*** Source data Section Begins ***
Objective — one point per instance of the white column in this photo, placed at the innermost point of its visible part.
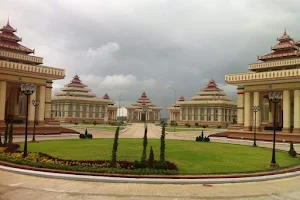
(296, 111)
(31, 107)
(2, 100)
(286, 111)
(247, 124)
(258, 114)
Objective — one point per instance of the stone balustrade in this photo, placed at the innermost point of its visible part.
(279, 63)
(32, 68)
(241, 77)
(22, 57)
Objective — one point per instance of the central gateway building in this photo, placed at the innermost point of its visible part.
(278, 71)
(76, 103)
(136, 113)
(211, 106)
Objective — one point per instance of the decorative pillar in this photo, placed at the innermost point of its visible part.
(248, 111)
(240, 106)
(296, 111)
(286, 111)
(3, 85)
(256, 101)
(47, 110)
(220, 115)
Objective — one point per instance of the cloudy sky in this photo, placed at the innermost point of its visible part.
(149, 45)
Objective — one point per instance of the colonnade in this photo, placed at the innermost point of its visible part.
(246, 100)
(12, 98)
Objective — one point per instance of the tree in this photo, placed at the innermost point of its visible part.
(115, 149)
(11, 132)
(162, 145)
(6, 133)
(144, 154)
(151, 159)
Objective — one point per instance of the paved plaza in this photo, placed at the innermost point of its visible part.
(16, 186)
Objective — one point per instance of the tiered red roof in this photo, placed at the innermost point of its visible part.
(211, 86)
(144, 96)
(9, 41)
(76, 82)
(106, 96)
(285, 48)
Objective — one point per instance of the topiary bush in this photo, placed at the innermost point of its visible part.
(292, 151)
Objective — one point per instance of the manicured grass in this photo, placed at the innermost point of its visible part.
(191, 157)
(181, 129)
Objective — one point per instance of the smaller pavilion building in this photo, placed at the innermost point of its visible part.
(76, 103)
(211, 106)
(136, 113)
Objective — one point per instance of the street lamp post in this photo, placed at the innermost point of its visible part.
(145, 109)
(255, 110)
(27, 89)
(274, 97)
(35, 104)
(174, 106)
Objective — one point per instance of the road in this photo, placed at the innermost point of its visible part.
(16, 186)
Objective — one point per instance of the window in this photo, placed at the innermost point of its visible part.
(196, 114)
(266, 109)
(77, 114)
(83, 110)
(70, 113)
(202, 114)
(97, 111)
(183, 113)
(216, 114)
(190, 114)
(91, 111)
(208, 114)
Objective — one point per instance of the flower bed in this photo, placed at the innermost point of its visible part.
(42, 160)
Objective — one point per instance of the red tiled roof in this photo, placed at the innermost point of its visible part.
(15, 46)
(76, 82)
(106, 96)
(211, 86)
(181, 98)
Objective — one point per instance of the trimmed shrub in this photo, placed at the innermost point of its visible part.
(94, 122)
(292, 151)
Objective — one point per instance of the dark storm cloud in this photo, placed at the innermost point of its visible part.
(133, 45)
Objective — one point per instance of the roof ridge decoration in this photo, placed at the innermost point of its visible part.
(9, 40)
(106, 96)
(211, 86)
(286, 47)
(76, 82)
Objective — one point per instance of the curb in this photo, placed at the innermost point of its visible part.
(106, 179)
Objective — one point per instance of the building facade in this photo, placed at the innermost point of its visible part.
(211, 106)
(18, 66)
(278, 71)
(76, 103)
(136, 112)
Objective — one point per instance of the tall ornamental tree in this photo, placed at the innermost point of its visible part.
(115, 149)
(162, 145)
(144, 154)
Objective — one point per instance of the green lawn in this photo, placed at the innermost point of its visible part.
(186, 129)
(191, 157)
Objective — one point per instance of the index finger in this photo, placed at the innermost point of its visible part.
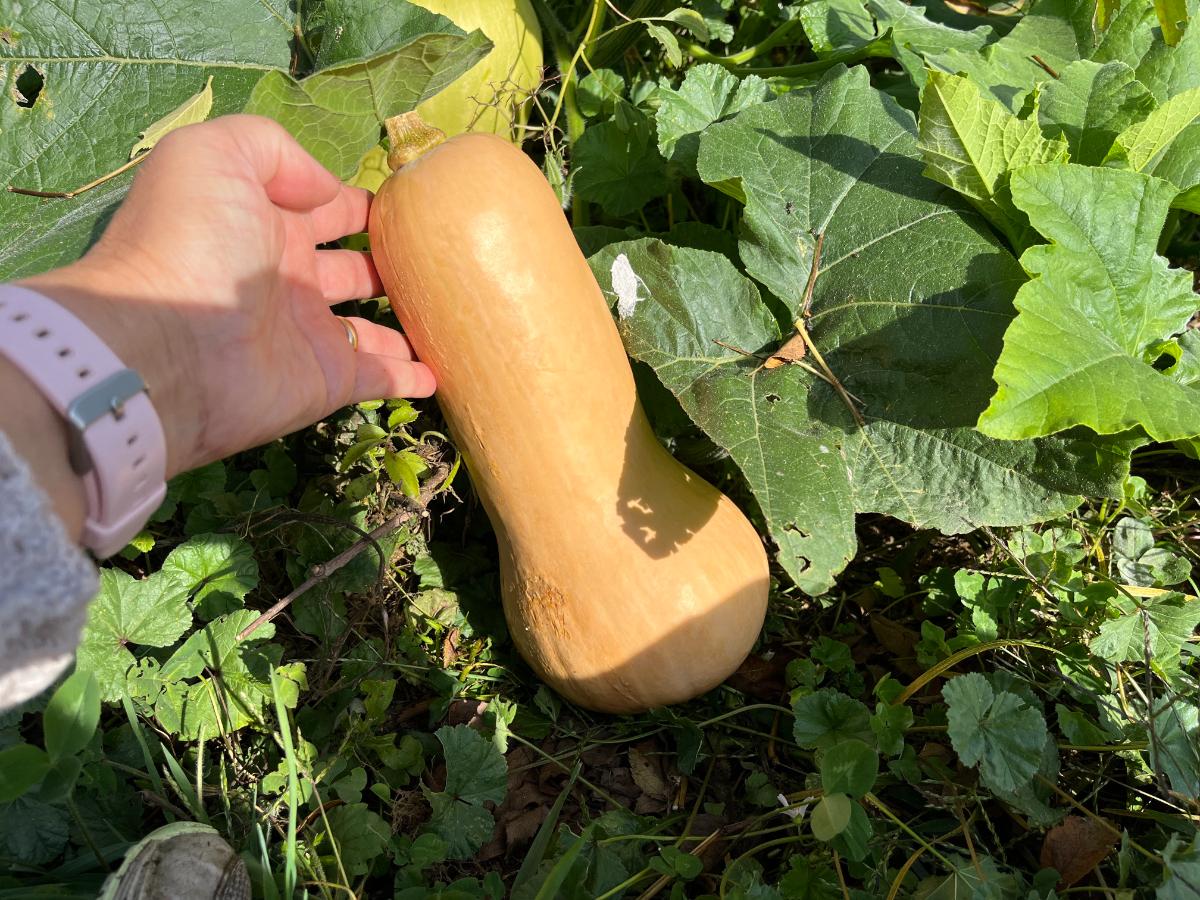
*** Source data Section Ends ***
*** Source data Section Begins ***
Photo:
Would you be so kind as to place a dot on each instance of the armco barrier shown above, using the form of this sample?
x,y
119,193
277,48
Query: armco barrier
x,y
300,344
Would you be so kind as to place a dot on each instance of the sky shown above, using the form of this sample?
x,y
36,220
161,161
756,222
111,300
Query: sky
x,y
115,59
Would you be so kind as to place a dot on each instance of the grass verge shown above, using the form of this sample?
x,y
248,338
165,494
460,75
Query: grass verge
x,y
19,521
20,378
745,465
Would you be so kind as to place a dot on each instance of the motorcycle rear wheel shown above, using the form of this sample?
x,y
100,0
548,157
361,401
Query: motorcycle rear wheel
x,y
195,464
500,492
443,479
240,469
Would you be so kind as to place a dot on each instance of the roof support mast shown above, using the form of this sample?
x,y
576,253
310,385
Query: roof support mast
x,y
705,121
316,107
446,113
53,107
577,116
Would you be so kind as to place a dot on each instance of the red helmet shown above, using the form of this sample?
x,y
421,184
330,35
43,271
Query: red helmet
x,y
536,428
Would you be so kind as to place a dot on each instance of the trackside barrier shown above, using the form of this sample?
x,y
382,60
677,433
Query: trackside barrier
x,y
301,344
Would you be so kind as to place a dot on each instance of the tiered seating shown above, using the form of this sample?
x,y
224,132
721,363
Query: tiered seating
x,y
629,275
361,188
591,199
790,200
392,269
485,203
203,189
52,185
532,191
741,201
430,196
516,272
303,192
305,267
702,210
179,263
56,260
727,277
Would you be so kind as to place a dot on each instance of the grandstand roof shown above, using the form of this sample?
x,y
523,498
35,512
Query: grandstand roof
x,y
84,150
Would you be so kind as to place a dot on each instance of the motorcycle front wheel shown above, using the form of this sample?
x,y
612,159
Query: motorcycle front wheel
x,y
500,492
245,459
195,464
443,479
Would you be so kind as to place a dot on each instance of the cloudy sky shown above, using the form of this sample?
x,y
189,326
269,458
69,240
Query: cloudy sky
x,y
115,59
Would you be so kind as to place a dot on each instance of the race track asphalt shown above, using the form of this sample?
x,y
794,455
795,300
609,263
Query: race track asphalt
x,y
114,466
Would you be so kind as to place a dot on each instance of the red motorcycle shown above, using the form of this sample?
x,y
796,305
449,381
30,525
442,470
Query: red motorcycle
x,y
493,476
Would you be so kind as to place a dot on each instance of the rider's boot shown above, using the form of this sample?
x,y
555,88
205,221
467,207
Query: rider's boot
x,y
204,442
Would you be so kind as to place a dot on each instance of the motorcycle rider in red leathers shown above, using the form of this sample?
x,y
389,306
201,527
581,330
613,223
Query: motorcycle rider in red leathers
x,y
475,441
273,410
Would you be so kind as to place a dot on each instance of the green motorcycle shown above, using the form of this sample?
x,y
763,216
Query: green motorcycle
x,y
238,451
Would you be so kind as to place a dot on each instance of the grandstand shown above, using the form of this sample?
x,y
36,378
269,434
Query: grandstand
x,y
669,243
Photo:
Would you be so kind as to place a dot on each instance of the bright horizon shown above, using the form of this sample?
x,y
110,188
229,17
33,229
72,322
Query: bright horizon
*** Source data Section Ends ***
▶ _Directions_
Please give the number of lines above that hold the word "horizon", and only that number.

▶ _Result of the task_
2